* **PAGE EXTRACT**:
Sherry Walling - 0:16:27
It's so striking to me the way you described that as such an embodied process. I mean on one hand, you're talking about a way of feeling about yourself but it's so specific to shoulder, toes, cells, and it's such an embodied love as opposed to the, you know, the spiritual or the psychological, right? It really lands in your body.
Bruce Sanguin - 0:16:49
Yeah, thanks for picking that up 'cause it's like I shifted from sort of being a separate self to being in relationship with every part of me. So, it was a relational shift where I broke out of isolation into relationship with my hands, and to my toes that I had broken playing volleyball, and to my left knee that was, you know, destroyed from basketball. So, yeah, it was very much a survey of my entire body and bringing tenderness.
Sherry Walling - 0:17:22
Yeah, I feel like that's one of the really unique experiences about the medicine involved healing processes. That it seems to get at us on a cellular level a little bit differently than we can do even through really rich, wonderful, relationally oriented psychotherapy. That there's something that lands in our cells in a different way that creates an opening for healing and maybe that's kind of my observation or bias but...

* **EXTRACTED INFORMATION**:
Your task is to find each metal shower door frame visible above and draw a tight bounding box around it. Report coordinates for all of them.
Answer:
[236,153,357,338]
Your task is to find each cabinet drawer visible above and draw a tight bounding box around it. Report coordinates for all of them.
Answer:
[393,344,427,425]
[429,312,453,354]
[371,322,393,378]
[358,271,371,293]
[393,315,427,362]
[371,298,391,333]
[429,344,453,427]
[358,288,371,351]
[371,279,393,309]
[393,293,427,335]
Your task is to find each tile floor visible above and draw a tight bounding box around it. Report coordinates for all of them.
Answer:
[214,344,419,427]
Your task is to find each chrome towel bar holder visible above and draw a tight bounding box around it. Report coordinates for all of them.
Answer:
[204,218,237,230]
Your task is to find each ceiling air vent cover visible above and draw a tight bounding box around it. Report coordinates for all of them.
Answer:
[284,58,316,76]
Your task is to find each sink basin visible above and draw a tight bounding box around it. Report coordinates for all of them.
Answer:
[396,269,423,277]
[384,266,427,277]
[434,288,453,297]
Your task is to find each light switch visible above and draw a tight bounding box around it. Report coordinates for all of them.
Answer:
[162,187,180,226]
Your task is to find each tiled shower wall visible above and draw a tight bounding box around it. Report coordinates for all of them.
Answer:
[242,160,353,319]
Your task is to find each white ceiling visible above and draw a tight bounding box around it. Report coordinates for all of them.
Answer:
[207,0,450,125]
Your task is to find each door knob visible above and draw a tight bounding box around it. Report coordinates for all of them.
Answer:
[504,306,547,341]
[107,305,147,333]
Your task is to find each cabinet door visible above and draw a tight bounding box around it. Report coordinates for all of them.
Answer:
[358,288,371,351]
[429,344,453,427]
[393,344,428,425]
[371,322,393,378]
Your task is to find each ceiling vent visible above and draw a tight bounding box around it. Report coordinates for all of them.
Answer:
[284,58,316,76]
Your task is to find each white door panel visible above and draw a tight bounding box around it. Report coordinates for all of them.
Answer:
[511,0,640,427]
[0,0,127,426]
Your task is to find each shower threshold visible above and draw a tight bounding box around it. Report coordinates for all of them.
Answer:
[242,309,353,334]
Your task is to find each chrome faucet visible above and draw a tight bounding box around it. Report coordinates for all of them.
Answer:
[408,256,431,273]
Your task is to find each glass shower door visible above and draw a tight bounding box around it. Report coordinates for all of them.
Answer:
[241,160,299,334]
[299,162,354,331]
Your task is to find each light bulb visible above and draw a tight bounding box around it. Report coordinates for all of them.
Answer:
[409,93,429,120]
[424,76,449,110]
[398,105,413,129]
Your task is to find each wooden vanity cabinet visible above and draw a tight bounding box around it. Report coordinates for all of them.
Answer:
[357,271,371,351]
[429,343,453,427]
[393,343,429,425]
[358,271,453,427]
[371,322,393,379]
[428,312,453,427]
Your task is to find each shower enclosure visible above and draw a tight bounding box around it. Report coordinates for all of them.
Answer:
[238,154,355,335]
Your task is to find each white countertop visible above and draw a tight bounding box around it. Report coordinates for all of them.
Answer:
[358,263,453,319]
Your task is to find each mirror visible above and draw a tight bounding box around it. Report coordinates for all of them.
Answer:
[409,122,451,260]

* **CHECK YOUR UNDERSTANDING**:
(1) In the transcript, what does Bruce Sanguin say happened to his left knee?
(2) List each specific body part that Bruce Sanguin names in his reply at 0:16:49 in the transcript.
(3) Pick up the transcript of the Sherry Walling and Bruce Sanguin conversation where it stops.

* **TASK-BY-TASK ANSWERS**:
(1) It was destroyed from basketball.

(2) Hands, toes, left knee

(3)
Bruce Sanguin - 0:17:54
Yeah, I think it's profound what you're saying, like, you know, if you spend much time in ayahuasca ceremonies, you'll realize like one of the experiences that like I experienced that the shaman's chants, the Shipibo chants, the music, the notes were transformed to electrical signals, and that they were entering at the level of my DNA and repairing. It was like surgery was going on and looking for deficiencies and then hmm hmm hmm. But it was such an embodied experience at the level of DNA.
Sherry Walling - 0:18:29
How does the pastor part of you, the clergyman, play in these spaces? I know that's not your vocation anymore but how do you put those pieces together of chants-changed DNA with this new capacity for self-compassion?
Bruce Sanguin - 0:18:47
Well, it's interesting like post-psychedelic healing journey and I'm still in it, but one of the things I often realize is that I wish I had known this, you know, like while I was in the church because what happens is that because the teachings of Jesus and the teachings about Jesus are so ingrained in me, during the ceremonies what would happen was like, for example, the cross would come up as an image. And all of a sudden, I'd do a whole rift on it in the psychedelic space, and the meaning changed, and I meant like literally Jesus like...
Sherry Walling - 0:19:22
Having a different conversation with Jesus.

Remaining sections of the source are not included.